* TEXTAUSZUG:
# Bücherempfehlungen gesucht



## nulchking (29. August 2012)

*Bücherempfehlungen gesucht*

Heyho,

suche nach ein paar neuen Büchern zum lesen. Habe es lange nicht mehr gemacht von daher habe ich keine Ahnung was alles so neu ist 
Auf amazon habe ich schon ein bisschen gestöbert und das ein oder andere gefunden, suche aber noch mehr 

Bedingungen für die Bücher:
- am besten in Englisch, ich mag das deutsche gekritzel nicht so
- Apokalyptischen Setting, sprich WW3, Zombies, etc.

hoffe ihr könnt mir helfen


----------



## Infin1ty (29. August 2012)

*AW: Bücherempfehlungen gesucht*

Ich weiß den englischen Titel nicht, aber ich habe
letztens "Der Übergang" gelesen und das Buch hat micht gefesselt.
Das Buch ist aus dem amerikanischen übersetzt, musst nur mal suchen.

(Kann es sein dass ich dich in meiner LoL Freundesliste habe )


----------



## inzpekta (29. August 2012)

*AW: Bücherempfehlungen gesucht*



Infin1ty schrieb:


> Ich weiß den englischen Titel nicht, aber ich habe
> letztens "Der Übergang" gelesen und das Buch hat micht gefesselt.
> Das Buch ist aus dem amerikanischen übersetzt, musst nur mal suchen.
> 
> (Kann es sein dass ich dich in meiner LoL Freundesliste habe )



Englisch: The Passage

Äußerst empfehlenswertes Buch. Passt auch sehr gut auf deine Anforderungen.
Der Anfang einer Trilogie mit besten Chancen verfilmt zu werden.
Meiner Meinung nach bietet allein der erste Band schon Stoff für 3 Filme!

Teil 2 "The Twelve" wird hoffentlich Anfang 2013 auf deutsch erscheinen.
In Englisch sollte es im Oktober raus kommen.

http://www.amazon.de/Der-Übergang-Roman-Justin-Cronin/dp/3442311705
The Passage by Justin Cronin


----------



## NexGen (31. August 2012)

* Gespeicherte Dateneinträge:

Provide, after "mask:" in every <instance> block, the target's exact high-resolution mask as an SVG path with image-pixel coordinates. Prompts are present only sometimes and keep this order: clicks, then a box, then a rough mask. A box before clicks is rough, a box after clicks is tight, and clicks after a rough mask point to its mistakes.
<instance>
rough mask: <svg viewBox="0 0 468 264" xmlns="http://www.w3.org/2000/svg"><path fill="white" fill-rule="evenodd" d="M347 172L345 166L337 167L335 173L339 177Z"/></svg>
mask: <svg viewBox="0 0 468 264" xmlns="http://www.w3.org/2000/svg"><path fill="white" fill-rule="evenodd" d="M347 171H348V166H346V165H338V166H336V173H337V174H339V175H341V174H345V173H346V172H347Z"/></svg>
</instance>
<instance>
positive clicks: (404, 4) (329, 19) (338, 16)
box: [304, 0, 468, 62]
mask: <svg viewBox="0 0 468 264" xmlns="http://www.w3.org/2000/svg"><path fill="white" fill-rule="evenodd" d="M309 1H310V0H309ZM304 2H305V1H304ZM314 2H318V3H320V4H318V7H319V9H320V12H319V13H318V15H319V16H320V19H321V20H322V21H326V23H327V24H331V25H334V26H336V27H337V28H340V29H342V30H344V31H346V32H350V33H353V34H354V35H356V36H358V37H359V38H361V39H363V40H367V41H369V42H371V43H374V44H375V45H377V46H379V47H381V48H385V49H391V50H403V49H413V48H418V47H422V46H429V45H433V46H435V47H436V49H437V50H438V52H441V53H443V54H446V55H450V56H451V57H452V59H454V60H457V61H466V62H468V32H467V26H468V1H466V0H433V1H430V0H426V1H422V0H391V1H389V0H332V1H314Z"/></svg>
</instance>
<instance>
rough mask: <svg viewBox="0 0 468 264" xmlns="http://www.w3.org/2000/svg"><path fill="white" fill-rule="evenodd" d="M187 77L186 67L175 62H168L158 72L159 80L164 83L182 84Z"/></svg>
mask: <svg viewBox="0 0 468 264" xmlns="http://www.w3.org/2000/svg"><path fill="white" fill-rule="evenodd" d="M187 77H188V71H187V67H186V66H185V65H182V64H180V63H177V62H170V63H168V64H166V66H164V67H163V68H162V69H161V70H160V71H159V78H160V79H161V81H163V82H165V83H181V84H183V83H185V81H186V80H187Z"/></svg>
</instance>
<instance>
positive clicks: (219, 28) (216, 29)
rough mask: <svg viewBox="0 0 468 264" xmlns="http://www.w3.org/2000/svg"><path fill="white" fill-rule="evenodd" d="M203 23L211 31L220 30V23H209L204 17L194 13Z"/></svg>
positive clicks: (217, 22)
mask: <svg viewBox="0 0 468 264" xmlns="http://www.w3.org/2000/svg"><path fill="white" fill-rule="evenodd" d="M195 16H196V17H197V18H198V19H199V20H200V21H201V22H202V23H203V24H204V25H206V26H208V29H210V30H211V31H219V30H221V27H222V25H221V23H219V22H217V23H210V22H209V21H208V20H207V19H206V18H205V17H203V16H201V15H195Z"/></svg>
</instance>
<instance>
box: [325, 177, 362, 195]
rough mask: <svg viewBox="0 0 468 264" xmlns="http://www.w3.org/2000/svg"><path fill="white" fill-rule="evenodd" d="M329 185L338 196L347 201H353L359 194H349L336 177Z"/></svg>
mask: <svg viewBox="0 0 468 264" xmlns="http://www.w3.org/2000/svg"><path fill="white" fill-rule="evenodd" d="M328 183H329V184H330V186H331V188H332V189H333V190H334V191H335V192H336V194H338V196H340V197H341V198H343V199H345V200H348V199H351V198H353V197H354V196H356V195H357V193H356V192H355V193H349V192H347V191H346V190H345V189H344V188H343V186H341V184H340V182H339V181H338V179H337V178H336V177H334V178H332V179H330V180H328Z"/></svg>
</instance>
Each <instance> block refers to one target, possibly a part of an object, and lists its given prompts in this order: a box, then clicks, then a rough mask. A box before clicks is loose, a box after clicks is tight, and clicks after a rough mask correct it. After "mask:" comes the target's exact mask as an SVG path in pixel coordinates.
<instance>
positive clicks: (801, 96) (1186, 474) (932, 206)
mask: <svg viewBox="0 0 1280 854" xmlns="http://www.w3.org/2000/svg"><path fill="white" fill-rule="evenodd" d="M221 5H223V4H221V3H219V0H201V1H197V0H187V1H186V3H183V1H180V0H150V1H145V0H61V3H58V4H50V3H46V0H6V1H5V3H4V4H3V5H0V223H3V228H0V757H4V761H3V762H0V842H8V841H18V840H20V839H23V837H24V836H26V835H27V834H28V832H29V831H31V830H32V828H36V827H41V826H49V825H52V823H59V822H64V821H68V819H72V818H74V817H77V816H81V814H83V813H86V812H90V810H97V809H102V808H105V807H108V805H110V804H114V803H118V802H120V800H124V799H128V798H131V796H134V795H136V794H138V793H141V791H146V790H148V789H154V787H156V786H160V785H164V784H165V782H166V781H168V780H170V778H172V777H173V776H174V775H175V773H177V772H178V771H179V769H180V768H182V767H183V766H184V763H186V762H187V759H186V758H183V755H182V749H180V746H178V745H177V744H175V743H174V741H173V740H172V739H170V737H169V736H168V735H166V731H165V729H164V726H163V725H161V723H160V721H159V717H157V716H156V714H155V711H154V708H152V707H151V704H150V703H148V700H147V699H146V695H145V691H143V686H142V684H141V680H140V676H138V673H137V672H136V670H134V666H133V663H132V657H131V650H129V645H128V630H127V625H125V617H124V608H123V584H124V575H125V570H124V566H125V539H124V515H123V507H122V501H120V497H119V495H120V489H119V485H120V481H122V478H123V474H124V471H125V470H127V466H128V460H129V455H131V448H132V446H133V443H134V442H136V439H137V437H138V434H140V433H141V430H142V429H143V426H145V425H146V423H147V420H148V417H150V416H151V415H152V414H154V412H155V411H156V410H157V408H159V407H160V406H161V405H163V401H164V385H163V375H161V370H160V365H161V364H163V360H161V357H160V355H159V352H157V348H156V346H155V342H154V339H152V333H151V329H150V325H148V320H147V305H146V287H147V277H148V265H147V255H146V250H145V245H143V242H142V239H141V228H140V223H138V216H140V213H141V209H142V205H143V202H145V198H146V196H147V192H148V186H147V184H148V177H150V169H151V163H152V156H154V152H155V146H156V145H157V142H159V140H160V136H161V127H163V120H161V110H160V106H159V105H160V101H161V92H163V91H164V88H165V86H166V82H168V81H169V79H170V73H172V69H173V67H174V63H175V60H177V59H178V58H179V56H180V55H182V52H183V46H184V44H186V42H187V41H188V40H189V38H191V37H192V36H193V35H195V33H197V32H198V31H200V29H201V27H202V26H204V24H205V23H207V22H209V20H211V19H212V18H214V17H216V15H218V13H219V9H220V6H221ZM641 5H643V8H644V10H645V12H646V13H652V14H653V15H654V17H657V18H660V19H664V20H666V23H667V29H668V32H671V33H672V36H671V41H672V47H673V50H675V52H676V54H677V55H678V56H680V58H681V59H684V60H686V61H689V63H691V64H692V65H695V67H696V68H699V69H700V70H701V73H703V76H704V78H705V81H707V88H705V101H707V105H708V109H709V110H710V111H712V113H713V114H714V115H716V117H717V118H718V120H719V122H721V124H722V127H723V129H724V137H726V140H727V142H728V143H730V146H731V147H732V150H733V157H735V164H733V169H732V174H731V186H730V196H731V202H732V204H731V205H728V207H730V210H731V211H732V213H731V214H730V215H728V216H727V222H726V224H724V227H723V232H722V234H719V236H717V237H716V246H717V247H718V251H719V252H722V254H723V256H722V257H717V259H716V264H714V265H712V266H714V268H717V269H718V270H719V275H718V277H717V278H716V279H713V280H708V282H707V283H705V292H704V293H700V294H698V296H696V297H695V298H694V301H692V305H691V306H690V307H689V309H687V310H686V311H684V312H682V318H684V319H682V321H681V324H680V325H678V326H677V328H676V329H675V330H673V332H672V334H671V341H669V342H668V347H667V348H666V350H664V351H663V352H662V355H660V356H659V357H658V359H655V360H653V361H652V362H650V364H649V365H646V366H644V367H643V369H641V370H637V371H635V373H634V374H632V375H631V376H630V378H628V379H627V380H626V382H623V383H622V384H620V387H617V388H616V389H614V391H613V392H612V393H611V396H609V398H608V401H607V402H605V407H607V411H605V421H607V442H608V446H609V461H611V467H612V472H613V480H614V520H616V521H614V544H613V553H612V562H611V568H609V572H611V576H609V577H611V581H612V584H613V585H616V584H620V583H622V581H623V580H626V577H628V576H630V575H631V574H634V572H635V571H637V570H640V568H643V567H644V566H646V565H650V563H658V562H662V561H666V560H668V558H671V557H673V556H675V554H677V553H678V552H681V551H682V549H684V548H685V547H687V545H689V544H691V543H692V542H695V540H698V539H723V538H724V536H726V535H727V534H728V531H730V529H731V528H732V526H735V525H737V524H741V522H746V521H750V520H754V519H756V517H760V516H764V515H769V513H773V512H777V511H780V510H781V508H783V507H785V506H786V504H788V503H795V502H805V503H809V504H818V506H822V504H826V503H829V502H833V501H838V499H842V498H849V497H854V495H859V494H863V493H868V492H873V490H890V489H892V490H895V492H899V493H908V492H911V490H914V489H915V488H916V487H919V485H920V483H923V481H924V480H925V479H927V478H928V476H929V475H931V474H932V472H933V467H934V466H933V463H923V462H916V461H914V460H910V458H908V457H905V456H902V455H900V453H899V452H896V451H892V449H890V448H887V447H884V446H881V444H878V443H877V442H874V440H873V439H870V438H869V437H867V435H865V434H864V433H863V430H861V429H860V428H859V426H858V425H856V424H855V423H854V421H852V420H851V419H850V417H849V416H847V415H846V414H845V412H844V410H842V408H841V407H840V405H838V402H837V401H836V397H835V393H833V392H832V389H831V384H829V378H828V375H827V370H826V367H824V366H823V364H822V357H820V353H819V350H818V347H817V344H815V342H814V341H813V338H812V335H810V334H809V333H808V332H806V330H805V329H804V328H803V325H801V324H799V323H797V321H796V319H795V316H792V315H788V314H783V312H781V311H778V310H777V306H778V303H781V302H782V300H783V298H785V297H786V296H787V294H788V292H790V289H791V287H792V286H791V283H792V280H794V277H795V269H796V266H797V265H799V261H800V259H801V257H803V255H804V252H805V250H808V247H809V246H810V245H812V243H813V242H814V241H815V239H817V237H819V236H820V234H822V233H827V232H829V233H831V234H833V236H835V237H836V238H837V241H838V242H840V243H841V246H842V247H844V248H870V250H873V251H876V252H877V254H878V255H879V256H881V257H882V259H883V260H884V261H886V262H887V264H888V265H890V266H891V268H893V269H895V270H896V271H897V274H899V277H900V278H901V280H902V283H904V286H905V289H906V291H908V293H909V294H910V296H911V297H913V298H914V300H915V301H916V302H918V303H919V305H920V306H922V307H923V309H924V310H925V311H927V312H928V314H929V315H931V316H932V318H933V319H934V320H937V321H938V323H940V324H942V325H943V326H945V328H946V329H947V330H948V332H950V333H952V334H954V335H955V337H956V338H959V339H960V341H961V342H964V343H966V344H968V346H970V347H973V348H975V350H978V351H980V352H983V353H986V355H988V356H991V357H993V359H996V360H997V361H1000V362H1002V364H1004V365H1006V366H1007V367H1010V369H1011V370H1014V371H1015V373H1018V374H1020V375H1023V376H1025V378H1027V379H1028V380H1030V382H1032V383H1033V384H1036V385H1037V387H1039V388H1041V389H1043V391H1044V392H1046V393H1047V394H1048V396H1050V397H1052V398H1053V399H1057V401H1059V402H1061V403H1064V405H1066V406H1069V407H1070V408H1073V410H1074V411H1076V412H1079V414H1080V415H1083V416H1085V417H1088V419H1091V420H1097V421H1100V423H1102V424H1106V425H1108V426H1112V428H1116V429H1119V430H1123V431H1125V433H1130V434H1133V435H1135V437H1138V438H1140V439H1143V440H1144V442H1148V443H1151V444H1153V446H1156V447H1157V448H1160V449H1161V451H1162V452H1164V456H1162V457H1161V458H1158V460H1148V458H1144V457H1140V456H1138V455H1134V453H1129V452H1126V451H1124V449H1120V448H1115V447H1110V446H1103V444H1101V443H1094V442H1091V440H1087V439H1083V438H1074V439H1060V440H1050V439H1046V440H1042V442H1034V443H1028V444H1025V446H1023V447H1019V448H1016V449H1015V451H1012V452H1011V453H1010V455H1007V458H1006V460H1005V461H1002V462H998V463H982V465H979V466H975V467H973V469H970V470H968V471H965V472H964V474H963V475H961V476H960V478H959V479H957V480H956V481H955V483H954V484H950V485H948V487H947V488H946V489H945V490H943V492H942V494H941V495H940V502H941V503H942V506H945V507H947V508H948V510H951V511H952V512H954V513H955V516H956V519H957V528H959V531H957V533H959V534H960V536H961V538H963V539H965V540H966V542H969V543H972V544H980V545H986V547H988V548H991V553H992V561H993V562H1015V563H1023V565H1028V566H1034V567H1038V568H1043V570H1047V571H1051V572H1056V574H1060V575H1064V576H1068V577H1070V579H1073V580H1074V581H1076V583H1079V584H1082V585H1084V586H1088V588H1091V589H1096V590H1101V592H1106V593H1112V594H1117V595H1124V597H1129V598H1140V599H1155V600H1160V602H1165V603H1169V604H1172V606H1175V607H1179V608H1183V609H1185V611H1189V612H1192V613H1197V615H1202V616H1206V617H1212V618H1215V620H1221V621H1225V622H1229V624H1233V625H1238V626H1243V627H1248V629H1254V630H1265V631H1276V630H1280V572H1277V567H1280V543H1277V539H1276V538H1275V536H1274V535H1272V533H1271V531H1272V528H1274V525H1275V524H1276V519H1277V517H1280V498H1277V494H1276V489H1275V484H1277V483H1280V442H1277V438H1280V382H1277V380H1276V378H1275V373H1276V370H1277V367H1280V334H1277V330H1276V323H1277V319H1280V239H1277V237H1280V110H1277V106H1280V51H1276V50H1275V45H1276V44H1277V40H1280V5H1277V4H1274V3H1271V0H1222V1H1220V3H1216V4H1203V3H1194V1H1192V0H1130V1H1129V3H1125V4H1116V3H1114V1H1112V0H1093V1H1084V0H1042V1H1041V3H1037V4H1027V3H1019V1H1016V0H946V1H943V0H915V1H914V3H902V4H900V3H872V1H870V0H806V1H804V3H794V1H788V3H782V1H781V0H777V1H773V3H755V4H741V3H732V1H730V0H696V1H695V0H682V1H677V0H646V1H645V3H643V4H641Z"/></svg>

* IHRE ANWEISUNGEN: Nennen Sie alle Benutzernamen, die im Forumsthread über Bücherempfehlungen als Verfasser eines Beitrags angegeben sind.

* ANTWORT ZUR AUFGABE: nulchking, Infin1ty, inzpekta, NexGen